- _Document section_:
- - -
Since opening in 2010, Star Noodle has built a reputation on house-made noodles and a menu that fuses Asian traditions with island flavors. From its warehouse beginnings in Lāhainā Industrial Park to its new oceanfront home on Front Street, the restaurant has stayed true to the recipes and spirit that won it loyal fans – garlic noodles, pad Thai, saimin and beyond.

Many chefs have left their mark. Top Chef fan favorite Sheldon Simeon helped launch the restaurant’s acclaim. Today, that legacy continues with Executive Chef Cesar Perez and a dedicated team balancing tradition with innovation.

Perez has been with Star Noodle from the start, joining as a fry cook in 2010 while helping transform recipes from home kitchens into restaurant favorites. “A recipe would start in somebody’s home, and then we’d break it apart and put it back together with Star Noodle flair – maybe with miso, a different shoyu or dashi.” One example, a pad Thai sauce taught by a local Auntie, is still made the same way today.

Long before Maui, Perez was a boy in Guadalajara, Mexico. He rose before dawn to help his grandfather at the family taqueria – an old-school upbringing that instilled respect for food and people, lessons he still insists on in his kitchen. “Everything we do is with passion and timing,” Perez said. “I don’t want any half-done work. I respect food a lot, and I teach my cooks the same.”

That care shows in the menu that draws on Japanese, Thai, Vietnamese and Korean influences. Perez often adds a spark from his Mexican heritage, whether through a pepper, a technique or a flavor profile. And it shows most clearly in the noodles.

Star Noodle makes five types in-house, using a blend of Imua, all-purpose, rice and tapioca flours. They’re mixed in a climate-controlled room to keep the dough consistent despite West Maui’s oceanfront humidity. Saimin is the top request. Ramen, udon, chow funn and look funn round out the repertoire.

That philosophy of respect was tested after the 2023 fire. Many returning staff were new to Star Noodle, so Perez and his team rebuilt from the ground up, teaching them the Star Noodle way. Specials became a weekly training tool, giving cooks and servers practice with new sauces, ingredients and sales skills. “It helped us restart everything,” Perez said.

Noodles may be the foundation, but they’re only part of the story. Hot and sour ramen – Star Noodle’s best-seller – riffs on pho, layering shrimp and salty prosciutto into a tangy dashi broth. Not every favorite involves noodles: Ahi Avo, inspired by poke, pairs sashimi-grade ahi and avocado with a chili-shoyu-lemon-pressed olive oil sauce for hot Maui days. At the high end, a Wagyu steak finished with konbu salt shows Star Noodle can innovate while keeping its core intact.
- - -
- _Entries from a point annotation set_:
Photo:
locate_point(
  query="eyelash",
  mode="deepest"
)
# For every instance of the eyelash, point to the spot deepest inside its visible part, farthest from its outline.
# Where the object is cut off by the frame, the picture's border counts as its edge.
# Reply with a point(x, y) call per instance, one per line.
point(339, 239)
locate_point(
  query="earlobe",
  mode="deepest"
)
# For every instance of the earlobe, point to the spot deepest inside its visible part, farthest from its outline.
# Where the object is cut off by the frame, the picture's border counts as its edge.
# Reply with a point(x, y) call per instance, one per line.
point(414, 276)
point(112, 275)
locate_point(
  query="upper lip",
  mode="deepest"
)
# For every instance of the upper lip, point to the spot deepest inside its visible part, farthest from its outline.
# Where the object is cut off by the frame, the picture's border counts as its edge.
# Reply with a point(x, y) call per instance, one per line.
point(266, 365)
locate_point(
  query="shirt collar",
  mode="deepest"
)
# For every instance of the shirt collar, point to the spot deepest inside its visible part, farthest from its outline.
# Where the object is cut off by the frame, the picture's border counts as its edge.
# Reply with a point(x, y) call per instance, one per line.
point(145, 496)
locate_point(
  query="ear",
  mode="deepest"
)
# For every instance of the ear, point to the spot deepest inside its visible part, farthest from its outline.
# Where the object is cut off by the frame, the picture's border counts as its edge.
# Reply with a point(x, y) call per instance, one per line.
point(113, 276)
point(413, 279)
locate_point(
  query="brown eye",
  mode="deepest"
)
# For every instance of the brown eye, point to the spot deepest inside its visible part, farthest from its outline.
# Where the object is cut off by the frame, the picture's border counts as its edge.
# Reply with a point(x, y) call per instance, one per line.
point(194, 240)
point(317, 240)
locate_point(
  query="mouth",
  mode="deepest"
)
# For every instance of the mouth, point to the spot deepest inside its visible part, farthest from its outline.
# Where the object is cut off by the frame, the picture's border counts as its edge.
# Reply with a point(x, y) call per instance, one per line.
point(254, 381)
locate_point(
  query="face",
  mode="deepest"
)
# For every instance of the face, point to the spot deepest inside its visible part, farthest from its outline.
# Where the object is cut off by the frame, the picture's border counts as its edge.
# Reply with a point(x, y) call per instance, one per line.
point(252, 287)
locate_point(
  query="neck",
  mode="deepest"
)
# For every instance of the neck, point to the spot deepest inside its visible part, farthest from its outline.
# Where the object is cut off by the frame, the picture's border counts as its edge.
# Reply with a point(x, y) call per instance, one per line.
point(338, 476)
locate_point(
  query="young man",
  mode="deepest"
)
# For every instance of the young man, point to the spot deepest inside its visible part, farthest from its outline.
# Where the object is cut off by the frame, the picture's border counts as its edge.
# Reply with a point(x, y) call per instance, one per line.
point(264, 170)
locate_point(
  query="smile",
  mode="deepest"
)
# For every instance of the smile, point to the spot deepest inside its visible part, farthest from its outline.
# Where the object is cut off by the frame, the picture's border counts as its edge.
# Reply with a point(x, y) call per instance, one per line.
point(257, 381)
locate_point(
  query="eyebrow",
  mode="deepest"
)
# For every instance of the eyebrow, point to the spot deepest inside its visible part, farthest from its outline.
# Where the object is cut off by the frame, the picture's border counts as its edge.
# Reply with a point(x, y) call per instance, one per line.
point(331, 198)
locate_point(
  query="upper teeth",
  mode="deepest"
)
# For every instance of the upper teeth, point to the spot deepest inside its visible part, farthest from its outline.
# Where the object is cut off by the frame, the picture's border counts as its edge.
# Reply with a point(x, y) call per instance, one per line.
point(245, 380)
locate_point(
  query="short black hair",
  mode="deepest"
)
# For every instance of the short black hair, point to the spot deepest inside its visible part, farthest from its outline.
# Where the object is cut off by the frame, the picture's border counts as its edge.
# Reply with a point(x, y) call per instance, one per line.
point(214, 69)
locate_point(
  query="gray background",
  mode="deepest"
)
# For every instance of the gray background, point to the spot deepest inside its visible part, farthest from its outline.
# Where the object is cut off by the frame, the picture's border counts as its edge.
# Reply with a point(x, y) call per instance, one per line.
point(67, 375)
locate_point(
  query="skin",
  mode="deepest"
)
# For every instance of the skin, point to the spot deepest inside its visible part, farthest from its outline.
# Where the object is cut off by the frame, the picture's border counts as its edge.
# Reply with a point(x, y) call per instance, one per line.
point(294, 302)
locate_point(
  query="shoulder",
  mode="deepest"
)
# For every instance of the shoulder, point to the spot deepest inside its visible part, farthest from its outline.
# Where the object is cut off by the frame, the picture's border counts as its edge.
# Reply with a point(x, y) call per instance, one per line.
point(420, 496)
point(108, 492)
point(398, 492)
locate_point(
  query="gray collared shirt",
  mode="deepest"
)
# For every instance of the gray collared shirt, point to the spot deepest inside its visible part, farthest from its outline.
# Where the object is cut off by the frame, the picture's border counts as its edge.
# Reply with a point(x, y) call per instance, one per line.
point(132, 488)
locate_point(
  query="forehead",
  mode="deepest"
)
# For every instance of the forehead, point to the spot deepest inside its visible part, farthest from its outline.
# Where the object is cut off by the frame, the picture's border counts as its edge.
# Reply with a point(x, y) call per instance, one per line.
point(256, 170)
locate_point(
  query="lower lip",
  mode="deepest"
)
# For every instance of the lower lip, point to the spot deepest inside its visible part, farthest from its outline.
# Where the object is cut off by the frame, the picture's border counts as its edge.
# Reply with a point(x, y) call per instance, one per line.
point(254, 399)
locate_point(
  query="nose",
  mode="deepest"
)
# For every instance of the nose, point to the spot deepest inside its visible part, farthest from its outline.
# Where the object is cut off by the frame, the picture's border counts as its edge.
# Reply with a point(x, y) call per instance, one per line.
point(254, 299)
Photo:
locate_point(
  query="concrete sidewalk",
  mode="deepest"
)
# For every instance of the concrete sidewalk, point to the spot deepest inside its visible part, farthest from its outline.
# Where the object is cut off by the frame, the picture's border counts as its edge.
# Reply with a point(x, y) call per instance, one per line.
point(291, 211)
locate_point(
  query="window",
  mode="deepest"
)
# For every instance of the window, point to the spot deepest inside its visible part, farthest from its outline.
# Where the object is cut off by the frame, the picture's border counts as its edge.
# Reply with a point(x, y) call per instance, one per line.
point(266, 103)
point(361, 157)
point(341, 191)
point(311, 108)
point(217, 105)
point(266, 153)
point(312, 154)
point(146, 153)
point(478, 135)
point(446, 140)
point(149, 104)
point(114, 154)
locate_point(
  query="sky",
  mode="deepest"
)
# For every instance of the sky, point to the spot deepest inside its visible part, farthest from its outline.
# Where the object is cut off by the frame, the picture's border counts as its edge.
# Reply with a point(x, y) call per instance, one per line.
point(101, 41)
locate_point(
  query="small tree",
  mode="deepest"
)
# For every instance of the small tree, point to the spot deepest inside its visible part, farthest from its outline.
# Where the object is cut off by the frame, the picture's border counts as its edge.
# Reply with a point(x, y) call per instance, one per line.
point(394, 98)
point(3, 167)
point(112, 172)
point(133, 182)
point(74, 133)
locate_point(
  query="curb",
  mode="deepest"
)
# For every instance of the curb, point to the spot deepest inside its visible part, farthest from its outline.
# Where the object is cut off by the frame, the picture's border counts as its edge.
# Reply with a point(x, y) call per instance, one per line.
- - -
- _Exercise 1_:
Reproduce the passage of the Star Noodle article that begins at the words "That care shows" and ends after the words "in the noodles.".
- _Exercise 2_:
According to the Star Noodle article, which dish is the restaurant's best-seller?

- _Solution 1_:
That care shows in the menu that draws on Japanese, Thai, Vietnamese and Korean influences. Perez often adds a spark from his Mexican heritage, whether through a pepper, a technique or a flavor profile. And it shows most clearly in the noodles.

- _Solution 2_:
Hot and sour ramen